Reading passage =
_ _ _ _ _ _ _

PS JJ - Loved your post! I think people are awed and cowed by cancer and don't know how to respond. Hey, folks, just take a chance that your overture might be rejected and go for it! You have a lot less to lose than the person you are calling.

Sent by Diana Kitch | 11:46 AM ET | 03-28-2007

Maybe I've been luckier than most, but while Terry was dying, and even continuing to today, I've had to almost fight people off with sticks who want to help out. One friend in North Carolina even called my local Domino's, gave them his credit card and had a pizza delivered to my house because he was concerned that I may not be eating.

Over the last 6 weeks I've become adept at saying "no thanks, I'd rather be alone" or "not today, but let me call you back."

Sent by Bruce | 12:16 PM ET | 03-28-2007

Cross that bridge if and when you come to it, Leroy. In the meantime, live each day! Best wishes to you.

Sent by Art Ritter | 3:35 PM ET | 03-28-2007

JJ, I was going to write in yesterday and thank you for your wise comments that you posted and now today you topped everything with that great article.

Thanks

Sent by Susan | 4:17 PM ET | 03-28-2007

Still scared after all these years....I, too, am a sort of veteran. But after having a chest xray this morning I got a late in the day call that I need to see my oncologist tomorrow! Yeah, I'm scared!

Sent by Cindy H. | 6:48 PM ET | 03-28-2007

Leroy - savor the time while you are tumor free and worry about the chance of recurrence later (or maybe never if you're fortunate). Sure, the 800-pound gorilla of recurrence is always going to be in the room, but you don't need to acknowledge his presence yet.

JJ - thanks so much for sharing the Susan Frisius piece. It captures a lot of our thoughts on the things that people say to us in an effort to comfort us. It almost invites a follow-up piece for the rest of us on things people have said to us to make us feel better that somehow didn't quite work. I've heard this one a few times now...."You know, things could be worse....". Somehow, I didn't feel reassured that could be worse for me.

Sent by Bob Maimone | 7:07 PM ET | 03-28-2007

Dear Leroy,
Thank you for printing my comments yesterday. Thank you for sharing how you are feeling and doing. I pray your test results are good but even if they are not you will go on like we all do. I like what JJ said and some others too. We must remember that we did not cause this disease in any way. Positive thinking is great but the book "Secrets" is misleading and disturbing. I have struggled with thinking I caused my cancer and now understand that I did not. I agonize over every test but just want to try to live life to it's fullest now and cope with whatever comes along on that day. Leroy, you are better than a support group and I hope that you find comfort in sharing your thoughts and the response you receive. GOD BLESS YOU.

_ _ _ _ _ _ _

Material provided =
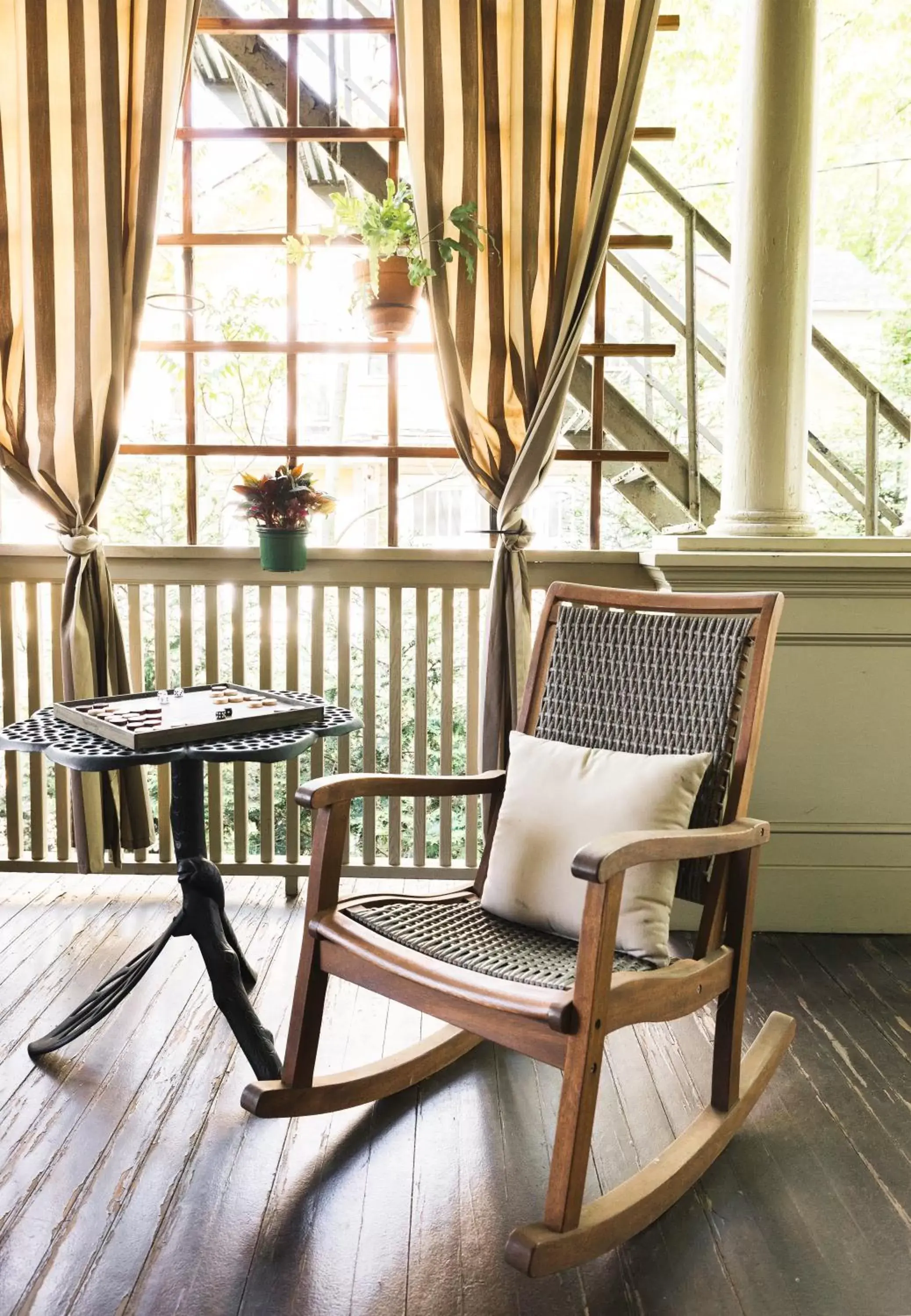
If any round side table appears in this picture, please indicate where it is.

_ _ _ _ _ _ _

Activity list =
**A)** Echo the stretch of the cancer comments from "PS JJ - Loved" through "wishes to you.".
**B)** In the cancer comments, what did the friend in North Carolina have delivered to the house of the commenter signed Bruce?

Solved problems =
**A)**
PS JJ - Loved your post! I think people are awed and cowed by cancer and don't know how to respond. Hey, folks, just take a chance that your overture might be rejected and go for it! You have a lot less to lose than the person you are calling.

Sent by Diana Kitch | 11:46 AM ET | 03-28-2007

Maybe I've been luckier than most, but while Terry was dying, and even continuing to today, I've had to almost fight people off with sticks who want to help out. One friend in North Carolina even called my local Domino's, gave them his credit card and had a pizza delivered to my house because he was concerned that I may not be eating.

Over the last 6 weeks I've become adept at saying "no thanks, I'd rather be alone" or "not today, but let me call you back."

Sent by Bruce | 12:16 PM ET | 03-28-2007

Cross that bridge if and when you come to it, Leroy. In the meantime, live each day! Best wishes to you.

**B)** A pizza, ordered from the local Domino's with the friend's credit card.